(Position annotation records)
=======
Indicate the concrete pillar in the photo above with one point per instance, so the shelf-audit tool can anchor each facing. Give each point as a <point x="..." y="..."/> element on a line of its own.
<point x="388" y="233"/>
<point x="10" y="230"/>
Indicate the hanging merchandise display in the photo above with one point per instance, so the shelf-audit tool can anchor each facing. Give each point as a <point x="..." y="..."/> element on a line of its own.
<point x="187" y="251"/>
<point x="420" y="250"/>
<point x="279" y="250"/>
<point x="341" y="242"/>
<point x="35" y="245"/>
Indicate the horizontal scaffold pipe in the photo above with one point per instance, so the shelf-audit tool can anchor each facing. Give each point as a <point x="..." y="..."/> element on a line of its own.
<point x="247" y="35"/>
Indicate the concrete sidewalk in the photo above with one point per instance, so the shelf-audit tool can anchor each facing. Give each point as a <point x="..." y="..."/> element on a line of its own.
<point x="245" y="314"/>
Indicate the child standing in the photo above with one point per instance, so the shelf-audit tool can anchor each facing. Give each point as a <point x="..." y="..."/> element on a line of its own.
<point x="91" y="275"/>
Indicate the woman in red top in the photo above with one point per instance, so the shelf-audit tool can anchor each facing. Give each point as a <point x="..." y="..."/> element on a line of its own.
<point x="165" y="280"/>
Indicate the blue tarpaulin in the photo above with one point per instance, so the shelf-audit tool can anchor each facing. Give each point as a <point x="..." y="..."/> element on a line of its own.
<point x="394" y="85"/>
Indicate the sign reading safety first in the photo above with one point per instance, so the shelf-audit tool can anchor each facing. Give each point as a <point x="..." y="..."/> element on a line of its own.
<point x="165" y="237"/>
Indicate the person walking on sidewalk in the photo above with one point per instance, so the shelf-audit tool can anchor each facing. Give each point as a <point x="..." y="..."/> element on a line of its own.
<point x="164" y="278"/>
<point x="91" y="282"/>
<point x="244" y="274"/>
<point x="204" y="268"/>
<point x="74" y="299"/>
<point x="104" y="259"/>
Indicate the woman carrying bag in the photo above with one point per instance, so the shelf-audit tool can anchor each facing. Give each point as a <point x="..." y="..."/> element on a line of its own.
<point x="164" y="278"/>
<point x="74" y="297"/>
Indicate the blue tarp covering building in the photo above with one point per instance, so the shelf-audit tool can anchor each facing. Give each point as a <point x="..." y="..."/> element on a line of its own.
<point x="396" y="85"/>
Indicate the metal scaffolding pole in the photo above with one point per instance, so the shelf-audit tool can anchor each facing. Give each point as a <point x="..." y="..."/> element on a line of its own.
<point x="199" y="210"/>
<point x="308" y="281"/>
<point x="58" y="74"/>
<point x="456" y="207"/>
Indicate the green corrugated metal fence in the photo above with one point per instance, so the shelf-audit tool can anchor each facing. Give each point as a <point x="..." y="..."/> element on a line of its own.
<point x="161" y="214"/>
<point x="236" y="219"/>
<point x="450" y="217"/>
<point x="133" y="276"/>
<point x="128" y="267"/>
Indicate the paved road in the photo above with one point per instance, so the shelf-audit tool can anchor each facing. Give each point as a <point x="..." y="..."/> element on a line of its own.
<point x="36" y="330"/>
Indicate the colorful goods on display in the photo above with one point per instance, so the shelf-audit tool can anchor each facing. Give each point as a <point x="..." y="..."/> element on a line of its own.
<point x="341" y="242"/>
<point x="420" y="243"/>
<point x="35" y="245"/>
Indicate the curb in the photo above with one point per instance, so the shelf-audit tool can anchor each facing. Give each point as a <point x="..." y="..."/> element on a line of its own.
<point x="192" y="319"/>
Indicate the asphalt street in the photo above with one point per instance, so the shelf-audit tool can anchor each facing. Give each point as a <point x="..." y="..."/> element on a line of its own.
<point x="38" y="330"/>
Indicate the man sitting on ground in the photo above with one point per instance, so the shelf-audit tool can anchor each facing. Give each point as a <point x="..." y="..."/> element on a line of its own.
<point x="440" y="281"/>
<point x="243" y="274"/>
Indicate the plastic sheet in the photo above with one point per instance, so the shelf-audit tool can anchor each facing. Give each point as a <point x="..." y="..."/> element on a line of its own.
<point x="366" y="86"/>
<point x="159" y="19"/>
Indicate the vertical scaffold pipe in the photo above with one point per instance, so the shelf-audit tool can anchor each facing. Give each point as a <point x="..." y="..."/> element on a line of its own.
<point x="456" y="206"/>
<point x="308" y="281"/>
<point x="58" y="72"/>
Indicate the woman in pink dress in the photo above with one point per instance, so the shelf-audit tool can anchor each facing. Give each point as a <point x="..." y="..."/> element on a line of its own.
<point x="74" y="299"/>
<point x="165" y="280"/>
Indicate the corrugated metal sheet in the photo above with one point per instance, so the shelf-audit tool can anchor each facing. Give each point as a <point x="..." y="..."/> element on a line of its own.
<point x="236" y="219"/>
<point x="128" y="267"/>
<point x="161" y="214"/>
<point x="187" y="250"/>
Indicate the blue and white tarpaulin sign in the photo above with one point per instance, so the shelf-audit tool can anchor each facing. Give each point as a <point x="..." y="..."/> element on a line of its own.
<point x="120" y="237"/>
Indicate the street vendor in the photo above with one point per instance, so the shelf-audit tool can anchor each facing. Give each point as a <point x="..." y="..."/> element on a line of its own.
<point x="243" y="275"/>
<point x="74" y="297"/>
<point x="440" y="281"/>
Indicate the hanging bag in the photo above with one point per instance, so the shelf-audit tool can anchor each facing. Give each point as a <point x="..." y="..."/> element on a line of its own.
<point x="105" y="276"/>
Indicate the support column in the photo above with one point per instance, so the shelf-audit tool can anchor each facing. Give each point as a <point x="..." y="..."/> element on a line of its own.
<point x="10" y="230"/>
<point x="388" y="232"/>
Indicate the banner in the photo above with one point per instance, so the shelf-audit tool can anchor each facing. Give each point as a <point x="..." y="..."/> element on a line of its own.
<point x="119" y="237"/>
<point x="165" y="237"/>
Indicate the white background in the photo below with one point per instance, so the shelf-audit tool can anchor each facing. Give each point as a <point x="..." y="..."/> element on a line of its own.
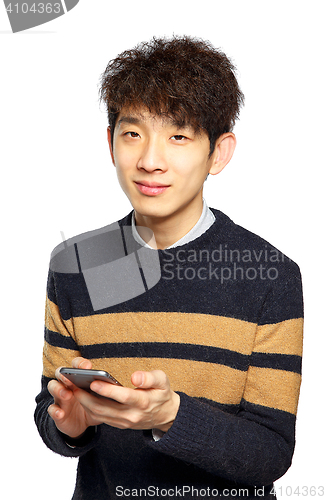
<point x="56" y="175"/>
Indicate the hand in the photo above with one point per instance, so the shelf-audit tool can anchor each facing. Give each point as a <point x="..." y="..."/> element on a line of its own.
<point x="151" y="405"/>
<point x="68" y="414"/>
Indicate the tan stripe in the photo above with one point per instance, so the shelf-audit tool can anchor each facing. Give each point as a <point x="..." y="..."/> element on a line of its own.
<point x="54" y="321"/>
<point x="283" y="338"/>
<point x="204" y="329"/>
<point x="273" y="388"/>
<point x="54" y="357"/>
<point x="197" y="379"/>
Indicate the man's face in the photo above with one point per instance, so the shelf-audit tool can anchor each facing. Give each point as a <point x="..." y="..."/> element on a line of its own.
<point x="160" y="166"/>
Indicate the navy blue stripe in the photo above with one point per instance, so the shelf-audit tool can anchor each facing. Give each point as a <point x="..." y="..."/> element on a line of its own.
<point x="286" y="362"/>
<point x="57" y="340"/>
<point x="205" y="354"/>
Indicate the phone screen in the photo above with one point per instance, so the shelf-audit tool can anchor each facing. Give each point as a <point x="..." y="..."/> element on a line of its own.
<point x="83" y="378"/>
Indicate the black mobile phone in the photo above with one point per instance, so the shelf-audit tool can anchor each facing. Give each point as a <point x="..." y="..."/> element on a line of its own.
<point x="83" y="378"/>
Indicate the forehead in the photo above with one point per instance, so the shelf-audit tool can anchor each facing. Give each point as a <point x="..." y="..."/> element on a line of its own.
<point x="141" y="116"/>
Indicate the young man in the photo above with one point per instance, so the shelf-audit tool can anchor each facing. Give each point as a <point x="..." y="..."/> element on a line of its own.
<point x="199" y="319"/>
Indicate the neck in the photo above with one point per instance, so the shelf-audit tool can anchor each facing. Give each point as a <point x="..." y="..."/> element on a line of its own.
<point x="167" y="230"/>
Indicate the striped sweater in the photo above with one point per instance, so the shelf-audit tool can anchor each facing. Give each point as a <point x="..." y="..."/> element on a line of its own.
<point x="222" y="316"/>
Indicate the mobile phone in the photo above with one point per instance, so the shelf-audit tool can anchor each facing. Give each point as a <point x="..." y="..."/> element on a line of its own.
<point x="83" y="378"/>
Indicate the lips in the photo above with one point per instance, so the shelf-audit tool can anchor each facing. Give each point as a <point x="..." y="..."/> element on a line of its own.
<point x="151" y="188"/>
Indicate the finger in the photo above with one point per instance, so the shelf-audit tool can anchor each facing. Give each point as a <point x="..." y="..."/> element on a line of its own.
<point x="80" y="362"/>
<point x="155" y="379"/>
<point x="56" y="413"/>
<point x="59" y="391"/>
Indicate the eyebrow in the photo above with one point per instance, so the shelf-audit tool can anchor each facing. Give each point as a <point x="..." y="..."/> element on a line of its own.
<point x="136" y="120"/>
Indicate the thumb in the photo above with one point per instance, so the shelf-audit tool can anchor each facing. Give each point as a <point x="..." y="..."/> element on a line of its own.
<point x="155" y="379"/>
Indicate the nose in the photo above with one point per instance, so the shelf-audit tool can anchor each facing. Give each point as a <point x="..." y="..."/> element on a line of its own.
<point x="152" y="156"/>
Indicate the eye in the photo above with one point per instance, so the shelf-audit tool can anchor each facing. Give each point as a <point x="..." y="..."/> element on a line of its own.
<point x="178" y="137"/>
<point x="132" y="134"/>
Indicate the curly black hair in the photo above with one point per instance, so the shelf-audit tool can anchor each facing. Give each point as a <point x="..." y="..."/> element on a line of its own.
<point x="183" y="78"/>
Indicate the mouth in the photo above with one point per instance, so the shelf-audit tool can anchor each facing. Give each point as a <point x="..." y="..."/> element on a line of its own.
<point x="151" y="188"/>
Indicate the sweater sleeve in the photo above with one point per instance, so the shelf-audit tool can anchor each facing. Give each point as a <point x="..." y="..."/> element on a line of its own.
=======
## Goal of the exercise
The answer consists only of the lines from the one containing "Indicate the nose" to the end of the records, each written out exactly.

## Finished exercise
Indicate the nose in the photo above with one point per instance, so the shelf-audit tool can anchor each facing. Give each point as a <point x="..." y="..."/> element on a line of its own.
<point x="152" y="156"/>
Indicate the eye in the photo above with one point per instance, so the shelf-audit tool can anchor each facing. Give each point as a <point x="..." y="..."/> element on a line of its own.
<point x="178" y="137"/>
<point x="132" y="134"/>
Indicate the curly black hair in the photo above with one point per instance, so the shelf-audit tool can anchor each facing. Give each point as a <point x="..." y="..."/> element on a line of its own.
<point x="183" y="78"/>
Indicate the mouth in the photo above with one point per instance, so the shelf-audit tool can anchor each facing. Give each point as a <point x="..." y="..."/> element on a line of its own.
<point x="151" y="188"/>
Indicate the sweater sleeve in the photo above with one point per instance, so the shelf-audit tool can anchor each facing. Give each point as a <point x="..." y="..."/> element on a line of its own.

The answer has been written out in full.